◆ What you have to do
Copy every line of the entries below word for word, leaving out the pictures.

◆ Materials provided

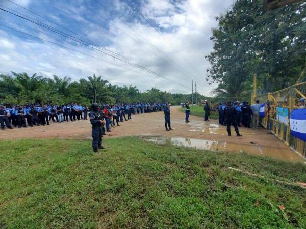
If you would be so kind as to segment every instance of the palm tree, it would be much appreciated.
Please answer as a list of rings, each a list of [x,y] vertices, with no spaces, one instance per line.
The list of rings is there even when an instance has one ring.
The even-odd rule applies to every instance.
[[[0,74],[0,98],[4,98],[8,95],[16,97],[20,89],[15,79],[12,76]]]
[[[16,73],[12,72],[16,78],[16,83],[26,91],[33,91],[39,88],[41,84],[46,81],[46,79],[41,76],[38,76],[36,73],[29,76],[25,72]]]
[[[113,93],[108,88],[108,81],[102,79],[102,76],[88,76],[88,80],[84,79],[80,80],[80,83],[84,91],[87,98],[92,103],[114,101],[112,97]]]
[[[65,97],[68,97],[70,94],[68,90],[69,85],[71,82],[71,78],[68,76],[65,76],[61,78],[57,75],[53,75],[53,81],[57,90]]]

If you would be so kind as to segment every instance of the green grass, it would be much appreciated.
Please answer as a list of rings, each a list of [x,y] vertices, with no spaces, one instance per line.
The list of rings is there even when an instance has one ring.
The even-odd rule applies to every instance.
[[[190,107],[190,114],[193,114],[194,116],[200,116],[201,117],[204,117],[204,107],[201,105],[194,105],[194,106],[189,106]],[[181,107],[180,108],[180,110],[181,111],[185,112],[185,107]],[[219,115],[217,113],[214,113],[211,112],[209,116],[209,118],[210,119],[218,119]]]
[[[0,227],[306,227],[306,190],[268,179],[305,182],[304,165],[136,137],[104,145],[2,141]]]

◆ Full response
If you would be so kind as to segment every instance of the palm tree, it would be much appreciated.
Please answer as a list of rings, each a list of [x,y] vertices, with no spaces, one instance per line.
The list of rings is there even when an instance has one ring.
The even-odd rule applies to every instance.
[[[0,74],[0,98],[4,98],[8,95],[16,97],[20,89],[15,79],[12,76]]]
[[[16,73],[12,72],[16,78],[16,83],[26,91],[33,91],[39,88],[41,84],[46,81],[46,79],[41,76],[38,76],[36,73],[29,76],[25,72]]]
[[[113,93],[108,88],[108,81],[102,79],[102,76],[88,76],[88,80],[84,79],[80,80],[80,83],[84,91],[87,98],[92,103],[114,101],[112,97]]]
[[[65,97],[68,97],[70,94],[68,90],[69,85],[71,82],[71,78],[68,76],[65,76],[61,78],[57,75],[53,75],[53,81],[57,90]]]

If you would be so kind as to segment every instance of the green grass, it would be much appreciated.
Please answer as a list of rings, each a list of [x,y] vertices, with no spaces, one instance per line.
The list of rings is there even when an instance has one ring.
The even-odd rule applies to every instance.
[[[190,107],[190,114],[193,114],[194,116],[200,116],[201,117],[204,117],[204,107],[201,105],[194,105],[194,106],[189,106]],[[181,107],[180,108],[180,110],[181,111],[185,112],[185,107]],[[219,115],[217,113],[214,113],[211,112],[209,116],[209,118],[210,119],[218,119]]]
[[[0,227],[306,227],[306,190],[268,179],[305,182],[304,165],[136,137],[104,145],[2,141]]]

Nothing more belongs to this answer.